— REQUIRED TASK —
Copy out, word for word, the stretch from the line containing "TARGET = black plastic nursery pot" through the last of the rows below, with both ends included. Leave the pictures out of your copy.

— DATA TO USE —

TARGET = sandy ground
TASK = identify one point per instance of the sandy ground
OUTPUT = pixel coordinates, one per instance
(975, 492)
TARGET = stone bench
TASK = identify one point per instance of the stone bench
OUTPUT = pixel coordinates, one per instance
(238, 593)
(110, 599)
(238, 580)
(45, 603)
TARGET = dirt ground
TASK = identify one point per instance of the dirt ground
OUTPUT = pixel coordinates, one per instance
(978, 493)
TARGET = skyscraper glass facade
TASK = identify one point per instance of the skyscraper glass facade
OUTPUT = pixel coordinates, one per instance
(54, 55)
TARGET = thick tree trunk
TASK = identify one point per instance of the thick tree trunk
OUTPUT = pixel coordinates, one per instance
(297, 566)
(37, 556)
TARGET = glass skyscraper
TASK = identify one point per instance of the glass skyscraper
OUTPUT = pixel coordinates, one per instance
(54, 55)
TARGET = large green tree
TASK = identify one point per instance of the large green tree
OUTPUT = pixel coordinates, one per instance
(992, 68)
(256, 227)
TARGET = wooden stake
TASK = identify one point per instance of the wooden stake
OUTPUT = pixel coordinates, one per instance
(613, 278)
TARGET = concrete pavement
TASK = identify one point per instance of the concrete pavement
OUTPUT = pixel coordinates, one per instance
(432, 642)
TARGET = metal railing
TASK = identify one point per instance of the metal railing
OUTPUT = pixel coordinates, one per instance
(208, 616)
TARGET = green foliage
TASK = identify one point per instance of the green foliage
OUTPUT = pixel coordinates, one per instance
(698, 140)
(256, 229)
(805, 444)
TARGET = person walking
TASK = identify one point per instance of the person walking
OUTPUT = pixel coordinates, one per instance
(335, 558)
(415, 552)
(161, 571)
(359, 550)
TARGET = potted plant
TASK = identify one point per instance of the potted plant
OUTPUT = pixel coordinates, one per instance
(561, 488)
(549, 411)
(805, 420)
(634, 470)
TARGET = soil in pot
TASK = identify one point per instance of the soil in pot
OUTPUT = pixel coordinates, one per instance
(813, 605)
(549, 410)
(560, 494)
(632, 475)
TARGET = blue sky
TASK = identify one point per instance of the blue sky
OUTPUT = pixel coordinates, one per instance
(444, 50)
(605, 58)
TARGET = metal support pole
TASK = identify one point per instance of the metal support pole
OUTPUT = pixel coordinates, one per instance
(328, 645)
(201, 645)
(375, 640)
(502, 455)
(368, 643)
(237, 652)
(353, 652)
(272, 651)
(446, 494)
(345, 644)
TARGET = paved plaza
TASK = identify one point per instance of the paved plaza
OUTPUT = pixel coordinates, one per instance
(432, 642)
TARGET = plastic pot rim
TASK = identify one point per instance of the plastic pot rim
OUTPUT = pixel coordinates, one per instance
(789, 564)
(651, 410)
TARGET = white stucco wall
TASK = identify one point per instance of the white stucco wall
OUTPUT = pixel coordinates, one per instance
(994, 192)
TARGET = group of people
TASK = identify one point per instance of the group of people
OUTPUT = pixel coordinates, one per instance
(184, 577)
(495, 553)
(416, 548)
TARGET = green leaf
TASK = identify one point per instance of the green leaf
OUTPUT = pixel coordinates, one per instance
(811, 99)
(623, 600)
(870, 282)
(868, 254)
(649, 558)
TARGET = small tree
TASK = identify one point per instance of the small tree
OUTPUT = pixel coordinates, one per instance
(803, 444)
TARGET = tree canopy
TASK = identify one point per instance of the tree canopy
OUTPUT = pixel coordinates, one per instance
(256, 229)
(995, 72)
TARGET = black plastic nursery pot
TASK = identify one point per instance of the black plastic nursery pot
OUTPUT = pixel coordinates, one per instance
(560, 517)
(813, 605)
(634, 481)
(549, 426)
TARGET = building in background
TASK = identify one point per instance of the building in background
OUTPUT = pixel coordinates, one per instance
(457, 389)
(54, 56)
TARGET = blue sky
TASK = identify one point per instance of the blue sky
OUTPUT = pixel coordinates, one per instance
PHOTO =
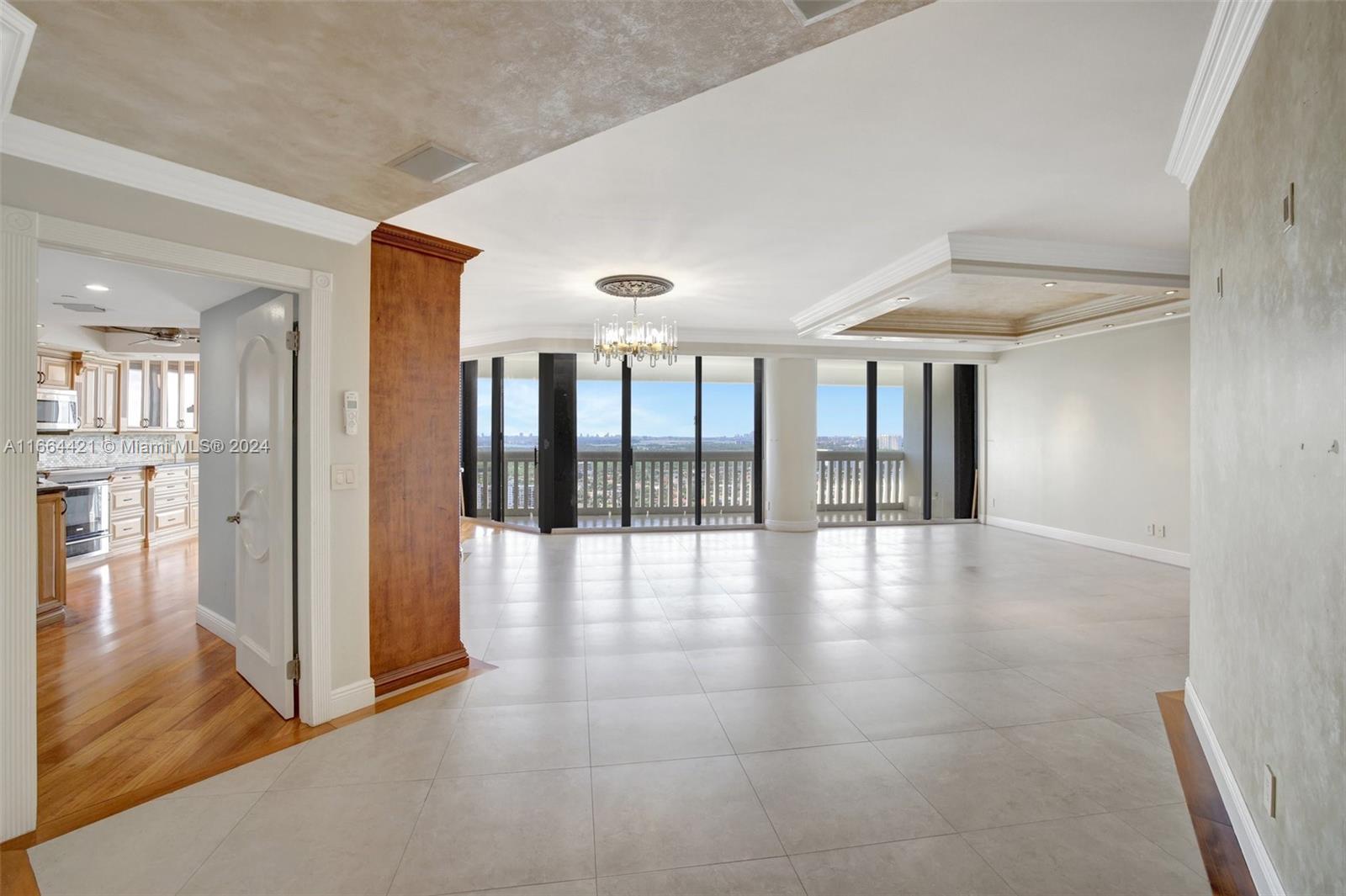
(666, 408)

— EXERCISE RESULT —
TARGET = black plastic nursery pot
TASK = identify one point per instance of the black plastic nursery pot
OUTPUT = pixel coordinates, one per instance
(560, 517)
(813, 605)
(634, 481)
(549, 426)
TARGET = building in background
TASK = identify one point per instance of the building in background
OUTPUT = pixel coordinates, one per instance
(457, 389)
(54, 56)
TARGET = blue sky
TASK = identify one point per instance of the blue sky
OUTPUT = pixel coordinates, one per instance
PHOTO =
(666, 408)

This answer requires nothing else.